Saved entries:
>>>>

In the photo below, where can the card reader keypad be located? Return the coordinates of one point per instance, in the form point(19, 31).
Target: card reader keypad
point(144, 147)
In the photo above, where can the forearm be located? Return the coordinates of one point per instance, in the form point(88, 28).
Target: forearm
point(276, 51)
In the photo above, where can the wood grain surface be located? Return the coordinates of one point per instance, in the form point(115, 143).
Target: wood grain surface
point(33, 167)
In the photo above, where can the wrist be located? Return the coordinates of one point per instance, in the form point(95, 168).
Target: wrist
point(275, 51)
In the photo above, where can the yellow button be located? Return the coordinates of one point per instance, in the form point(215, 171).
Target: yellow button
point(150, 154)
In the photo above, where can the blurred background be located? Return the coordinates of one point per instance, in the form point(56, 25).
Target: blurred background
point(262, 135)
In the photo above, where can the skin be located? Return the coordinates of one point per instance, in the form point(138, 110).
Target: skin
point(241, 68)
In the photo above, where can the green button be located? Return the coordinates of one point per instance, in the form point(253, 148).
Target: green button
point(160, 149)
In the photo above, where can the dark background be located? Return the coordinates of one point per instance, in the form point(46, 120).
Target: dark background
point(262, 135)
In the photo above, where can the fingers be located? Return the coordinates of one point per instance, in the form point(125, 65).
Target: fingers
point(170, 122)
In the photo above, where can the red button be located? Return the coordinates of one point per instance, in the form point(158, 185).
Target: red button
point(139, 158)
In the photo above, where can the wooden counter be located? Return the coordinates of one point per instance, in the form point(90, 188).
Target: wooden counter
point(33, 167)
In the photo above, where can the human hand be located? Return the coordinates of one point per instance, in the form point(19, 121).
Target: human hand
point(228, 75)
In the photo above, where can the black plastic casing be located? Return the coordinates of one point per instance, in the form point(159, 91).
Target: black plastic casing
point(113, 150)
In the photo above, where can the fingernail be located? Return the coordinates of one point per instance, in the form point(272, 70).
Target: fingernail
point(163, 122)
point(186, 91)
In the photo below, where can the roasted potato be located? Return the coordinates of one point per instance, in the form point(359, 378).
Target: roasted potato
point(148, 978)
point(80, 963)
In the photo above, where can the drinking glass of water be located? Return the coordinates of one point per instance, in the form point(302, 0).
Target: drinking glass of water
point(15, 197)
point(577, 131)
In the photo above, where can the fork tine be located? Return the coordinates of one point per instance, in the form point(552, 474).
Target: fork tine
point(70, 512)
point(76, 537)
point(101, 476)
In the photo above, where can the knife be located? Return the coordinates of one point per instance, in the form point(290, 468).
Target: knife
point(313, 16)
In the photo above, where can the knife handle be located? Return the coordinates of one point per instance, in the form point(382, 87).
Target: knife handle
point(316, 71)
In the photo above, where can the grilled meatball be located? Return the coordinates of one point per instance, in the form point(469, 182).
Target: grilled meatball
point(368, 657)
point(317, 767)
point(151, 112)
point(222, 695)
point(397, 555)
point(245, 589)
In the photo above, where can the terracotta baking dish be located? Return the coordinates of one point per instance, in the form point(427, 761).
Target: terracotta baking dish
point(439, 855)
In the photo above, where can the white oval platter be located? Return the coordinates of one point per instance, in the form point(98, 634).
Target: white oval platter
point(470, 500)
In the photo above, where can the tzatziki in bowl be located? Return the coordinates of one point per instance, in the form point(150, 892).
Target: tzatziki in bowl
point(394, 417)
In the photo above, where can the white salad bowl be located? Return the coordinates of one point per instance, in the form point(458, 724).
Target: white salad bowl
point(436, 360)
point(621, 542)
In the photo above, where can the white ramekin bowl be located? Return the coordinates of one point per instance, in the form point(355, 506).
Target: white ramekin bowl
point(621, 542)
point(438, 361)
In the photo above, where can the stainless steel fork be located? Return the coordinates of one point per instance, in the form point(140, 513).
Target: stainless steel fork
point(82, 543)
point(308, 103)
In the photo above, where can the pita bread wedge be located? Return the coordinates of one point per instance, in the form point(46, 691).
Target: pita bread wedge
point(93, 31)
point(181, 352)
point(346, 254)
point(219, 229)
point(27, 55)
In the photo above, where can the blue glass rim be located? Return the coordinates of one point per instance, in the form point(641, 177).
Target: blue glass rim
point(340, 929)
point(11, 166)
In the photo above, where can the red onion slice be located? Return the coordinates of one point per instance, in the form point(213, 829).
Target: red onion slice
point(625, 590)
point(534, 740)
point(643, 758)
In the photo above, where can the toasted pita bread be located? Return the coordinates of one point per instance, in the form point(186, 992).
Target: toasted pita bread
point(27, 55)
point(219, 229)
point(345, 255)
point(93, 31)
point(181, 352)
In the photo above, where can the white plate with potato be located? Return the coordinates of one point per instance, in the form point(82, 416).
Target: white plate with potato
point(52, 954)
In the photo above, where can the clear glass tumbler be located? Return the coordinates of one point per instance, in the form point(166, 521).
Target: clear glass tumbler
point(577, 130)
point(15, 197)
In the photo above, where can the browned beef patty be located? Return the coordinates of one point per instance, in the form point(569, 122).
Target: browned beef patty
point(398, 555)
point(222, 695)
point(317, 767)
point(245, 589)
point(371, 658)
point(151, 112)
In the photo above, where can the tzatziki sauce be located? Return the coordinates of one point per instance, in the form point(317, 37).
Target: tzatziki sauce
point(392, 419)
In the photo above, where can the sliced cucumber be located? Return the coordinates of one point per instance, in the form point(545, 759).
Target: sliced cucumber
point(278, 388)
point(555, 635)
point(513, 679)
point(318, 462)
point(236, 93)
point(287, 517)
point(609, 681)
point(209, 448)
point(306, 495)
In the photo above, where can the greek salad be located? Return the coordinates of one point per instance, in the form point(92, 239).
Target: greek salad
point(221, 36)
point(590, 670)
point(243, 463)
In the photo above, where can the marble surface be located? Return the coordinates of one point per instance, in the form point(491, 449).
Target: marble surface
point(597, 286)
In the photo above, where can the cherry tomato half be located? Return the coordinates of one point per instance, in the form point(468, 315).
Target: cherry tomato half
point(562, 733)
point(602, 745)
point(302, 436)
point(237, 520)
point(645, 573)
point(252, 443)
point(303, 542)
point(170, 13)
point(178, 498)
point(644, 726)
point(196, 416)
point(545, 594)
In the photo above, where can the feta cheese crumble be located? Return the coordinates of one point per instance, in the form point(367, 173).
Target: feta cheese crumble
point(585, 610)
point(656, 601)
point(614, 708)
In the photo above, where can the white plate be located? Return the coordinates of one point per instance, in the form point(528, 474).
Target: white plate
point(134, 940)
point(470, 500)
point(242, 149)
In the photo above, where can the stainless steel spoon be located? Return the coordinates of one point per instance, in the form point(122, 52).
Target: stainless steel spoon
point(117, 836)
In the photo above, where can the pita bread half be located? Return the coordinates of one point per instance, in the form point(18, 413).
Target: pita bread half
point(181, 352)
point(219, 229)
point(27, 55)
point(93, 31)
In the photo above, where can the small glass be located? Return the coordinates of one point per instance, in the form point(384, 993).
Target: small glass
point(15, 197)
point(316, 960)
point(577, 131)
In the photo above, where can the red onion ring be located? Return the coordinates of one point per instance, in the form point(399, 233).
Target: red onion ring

<<<<

(To be done)
Reproduce the entire listing above word for word, keeping every line in its original order.

(Solution)
In the photo below, where can the card reader keypad be located? Return the coordinates of one point per instance, in the form point(19, 31).
Target: card reader keypad
point(144, 147)
In the photo above, where can the forearm be located? Return the coordinates of one point per instance, in the form point(88, 28).
Target: forearm
point(276, 51)
In the photo above, where can the wood grain surface be located? Return the coordinates of one point per instance, in the form point(115, 143).
Target: wood grain surface
point(33, 167)
In the photo above, where can the wrist be located? Return the coordinates of one point per instance, in the form point(95, 168).
Target: wrist
point(275, 51)
In the photo above, where can the yellow button be located? Return the coordinates of one point per instance, in the form point(215, 171).
Target: yellow button
point(150, 154)
In the photo above, where can the blurred background be located? Return the coordinates of one point per instance, in the form point(56, 25).
Target: blurred background
point(262, 135)
In the photo above, where can the skin be located? Return the coordinates of one point per instance, in the form point(138, 110).
Target: skin
point(241, 68)
In the photo above, where can the green button be located? Return the coordinates of one point per instance, in the form point(253, 148).
Target: green button
point(160, 149)
In the photo above, where can the dark background be located? Return the coordinates of one point per instance, in the form point(46, 120).
Target: dark background
point(262, 135)
In the photo above, where can the fingers be located? Return the coordinates of one point per instance, in the form point(125, 65).
Target: fingers
point(170, 122)
In the photo above, where can the red button be located? Return the coordinates of one point per instance, in the form point(158, 185).
Target: red button
point(139, 158)
In the photo above, where can the wooden counter be located? Return the coordinates of one point per instance, in the form point(90, 188).
Target: wooden counter
point(33, 167)
In the photo above, where can the human hand be located? Return the coordinates of one point per instance, in the form point(19, 121).
Target: human hand
point(228, 75)
In the photo above, where can the black plastic casing be located? Return the coordinates of one point per instance, in the form point(159, 91).
Target: black plastic casing
point(113, 150)
In the photo above, where can the fingernail be located? Return the coordinates of one point per instance, in the form point(272, 70).
Target: fingernail
point(163, 122)
point(186, 91)
In the photo below, where can the roasted potato be located? Return the coordinates of one point per instance, in the form point(359, 378).
Target: roasted potato
point(148, 978)
point(80, 963)
In the photo above, where can the drinking glass of water be located? Return the coordinates of one point per instance, in the form point(302, 0).
Target: drinking glass of water
point(15, 197)
point(577, 131)
In the photo above, where can the fork tine be located? Return the coordinates of one point per instance, in the form point(552, 474).
Target: fork tine
point(70, 512)
point(76, 537)
point(101, 476)
In the photo above, where can the knife be located? Return the coordinates of one point per instance, in the form point(290, 468).
Target: knife
point(313, 16)
In the photo above, where can the knife handle be located? Return the coordinates of one point per instance, in the form point(382, 87).
Target: knife handle
point(316, 71)
In the photo above, where can the grilled meatball be located? Return the coordinates of one point per instance, in the form point(469, 182).
Target: grilled meatball
point(368, 657)
point(317, 767)
point(151, 112)
point(222, 695)
point(397, 555)
point(245, 589)
In the photo above, where can the terracotta baking dish be located? Return the coordinates of one point per instance, in the form point(427, 761).
Target: terracotta baking dish
point(439, 855)
In the photo above, where can the white oval platter be located? Return the coordinates of one point per instance, in the form point(98, 634).
Target: white oval platter
point(470, 500)
In the photo above, where can the tzatziki in bowl be located? Return the coordinates of one point per instance, in the form point(150, 892).
Target: tzatziki in bowl
point(394, 417)
In the photo above, where can the white salad bowl be located? Return the coordinates of one point per instance, in the form point(458, 724).
Target: white salad bowl
point(436, 360)
point(621, 542)
In the photo above, where can the white ramekin bowl be located? Return the coordinates of one point per instance, in the form point(355, 506).
Target: white ramekin bowl
point(621, 542)
point(438, 361)
In the photo above, where can the stainless steel fork be located? Return the coordinates of one point per instance, in the form point(140, 513).
Target: stainless steel fork
point(82, 543)
point(308, 103)
In the photo above, where can the pita bread wedge be located? Return the coordinates of one point per instance, in the form point(46, 691).
Target: pita bread wedge
point(93, 31)
point(181, 352)
point(346, 254)
point(219, 229)
point(27, 55)
In the photo above, where can the blue glass rim be located? Return the coordinates of one point per instance, in the form point(641, 177).
Target: blue glass rim
point(340, 929)
point(11, 166)
In the photo above, where can the red onion slice be located? Return the coordinates of one point per instance, in the form point(213, 829).
Target: red onion slice
point(625, 590)
point(534, 740)
point(643, 758)
In the photo above, where can the toasted pita bread be located? Return the coordinates of one point per instance, in the form point(186, 992).
Target: toasted pita bread
point(27, 55)
point(219, 229)
point(345, 255)
point(93, 31)
point(181, 352)
In the photo above, where can the white plate with potato be located? Return the coordinates of one point per instance, in the form point(82, 416).
Target: white plate with potato
point(52, 954)
In the photo above, where can the clear glass tumbler be located? Return the coordinates of one point per instance, in the form point(166, 521).
Target: clear glass tumbler
point(577, 130)
point(15, 197)
In the photo above, where can the browned beef patty be located? Return the coordinates of one point per instance, in the form point(569, 122).
Target: browned beef patty
point(398, 555)
point(222, 695)
point(317, 767)
point(245, 589)
point(371, 658)
point(151, 112)
In the photo above, where can the tzatziki sauce be located? Return the coordinates of one point per instance, in the form point(317, 37).
Target: tzatziki sauce
point(392, 419)
In the photo above, where can the sliced cucumber be located? Return the coordinates of one point per instance, in the form point(545, 759).
Target: sliced cucumber
point(278, 388)
point(555, 635)
point(513, 679)
point(318, 462)
point(236, 93)
point(287, 517)
point(609, 681)
point(209, 448)
point(306, 495)
In the photo above, where can the greek salad be located? Return the coordinates of one point per instance, in the form point(92, 239).
Target: greek salad
point(221, 36)
point(590, 670)
point(243, 463)
In the photo above, where can the marble surface be located? Return the coordinates of one point per instance, in the form point(491, 449).
Target: marble surface
point(597, 286)
In the photo above, where can the cherry tomato half be located? Return the coordinates of one point per instance, in the form point(468, 315).
Target: cherry tomato half
point(562, 733)
point(602, 745)
point(302, 436)
point(237, 520)
point(645, 573)
point(252, 443)
point(303, 542)
point(170, 13)
point(178, 498)
point(644, 726)
point(196, 416)
point(545, 594)
In the photo above, where can the feta cheese crumble be located? Return the coordinates of one point per instance, in the form point(367, 173).
Target: feta cheese crumble
point(585, 610)
point(656, 601)
point(614, 708)
In the photo above, where can the white plate be located? Return the coordinates of one point per instance, in the form point(528, 474).
Target: white plate
point(134, 940)
point(470, 500)
point(242, 149)
In the photo above, where can the stainless steel spoon be located? Return the coordinates of one point per instance, in the form point(122, 52).
Target: stainless steel spoon
point(117, 836)
In the photo above, where can the pita bread half be located? Return the coordinates of one point per instance, in the form point(18, 413).
Target: pita bread half
point(181, 352)
point(219, 229)
point(27, 55)
point(93, 31)
In the photo above, where can the small glass be located? Return the coordinates of one point per instance, in the form point(384, 993).
Target: small glass
point(15, 197)
point(316, 960)
point(577, 131)
In the photo above, where can the red onion ring be located? Return the coordinates of one point per instance, in the form point(399, 233).
Target: red onion ring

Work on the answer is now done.